Saved entries:
────────────────

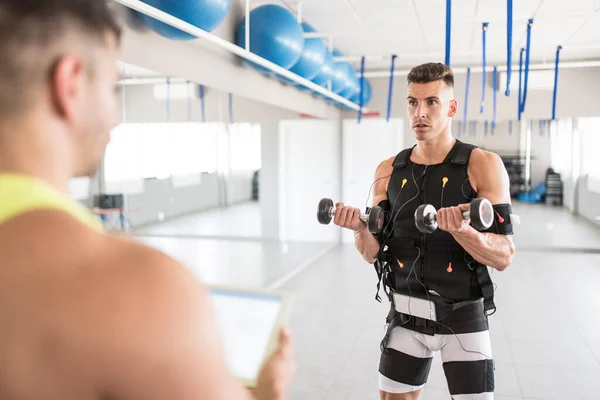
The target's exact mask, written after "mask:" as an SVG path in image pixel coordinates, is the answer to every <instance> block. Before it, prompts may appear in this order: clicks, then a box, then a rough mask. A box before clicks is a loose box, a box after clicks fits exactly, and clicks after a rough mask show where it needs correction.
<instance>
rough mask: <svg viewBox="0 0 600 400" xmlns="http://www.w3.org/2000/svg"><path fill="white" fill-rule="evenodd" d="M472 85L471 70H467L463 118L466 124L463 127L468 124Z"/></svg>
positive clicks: (465, 123)
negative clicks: (463, 113) (469, 106)
mask: <svg viewBox="0 0 600 400" xmlns="http://www.w3.org/2000/svg"><path fill="white" fill-rule="evenodd" d="M470 85H471V68H467V85H466V89H465V112H464V116H463V121H464V122H465V123H464V125H463V126H466V124H467V110H468V109H469V107H468V106H469V86H470Z"/></svg>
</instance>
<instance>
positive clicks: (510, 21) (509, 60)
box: [504, 0, 513, 96]
mask: <svg viewBox="0 0 600 400" xmlns="http://www.w3.org/2000/svg"><path fill="white" fill-rule="evenodd" d="M506 14H507V18H506V92H505V93H504V94H505V95H506V96H510V77H511V74H512V21H513V16H512V0H506Z"/></svg>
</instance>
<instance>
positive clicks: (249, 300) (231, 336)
mask: <svg viewBox="0 0 600 400" xmlns="http://www.w3.org/2000/svg"><path fill="white" fill-rule="evenodd" d="M210 297H211V301H212V305H213V310H214V314H215V317H216V319H217V324H218V326H219V331H220V334H221V343H222V346H223V350H224V356H225V361H226V364H227V366H228V369H229V372H230V373H231V374H232V375H233V376H235V377H238V378H240V379H241V380H243V381H244V382H245V384H246V385H247V386H250V387H253V386H255V384H256V379H257V377H258V373H259V372H260V368H261V367H262V365H263V363H264V361H265V359H266V358H267V357H268V356H269V355H270V353H271V352H272V351H273V350H274V349H275V348H276V346H277V340H278V337H279V329H280V327H281V325H282V324H283V322H284V320H285V318H286V316H287V314H288V313H289V298H288V297H287V296H286V295H284V294H281V293H274V292H268V291H245V290H241V289H231V288H218V287H211V288H210Z"/></svg>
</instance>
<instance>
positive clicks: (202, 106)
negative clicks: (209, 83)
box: [200, 85, 206, 122]
mask: <svg viewBox="0 0 600 400" xmlns="http://www.w3.org/2000/svg"><path fill="white" fill-rule="evenodd" d="M200 109H201V110H200V111H202V122H206V113H205V110H204V85H200Z"/></svg>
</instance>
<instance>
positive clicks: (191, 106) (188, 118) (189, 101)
mask: <svg viewBox="0 0 600 400" xmlns="http://www.w3.org/2000/svg"><path fill="white" fill-rule="evenodd" d="M190 86H191V85H190V82H189V81H188V83H187V92H188V95H187V105H188V122H192V94H191V93H190Z"/></svg>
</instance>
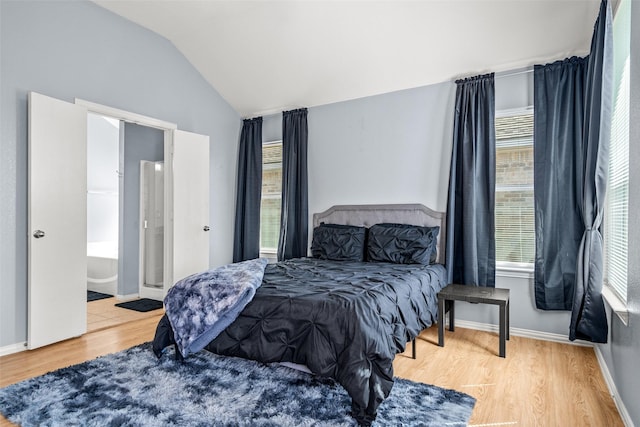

────────────────

#### [Work instructions]
Set down word for word every line from the line containing "positive clicks: (191, 106)" through the last line of the entries, and nothing more; no pictures.

#### [Solution to this task]
positive clicks: (191, 106) (188, 118) (189, 101)
mask: <svg viewBox="0 0 600 400" xmlns="http://www.w3.org/2000/svg"><path fill="white" fill-rule="evenodd" d="M190 86H191V85H190V82H189V81H188V83H187V92H188V95H187V105H188V122H192V94H191V93H190Z"/></svg>
</instance>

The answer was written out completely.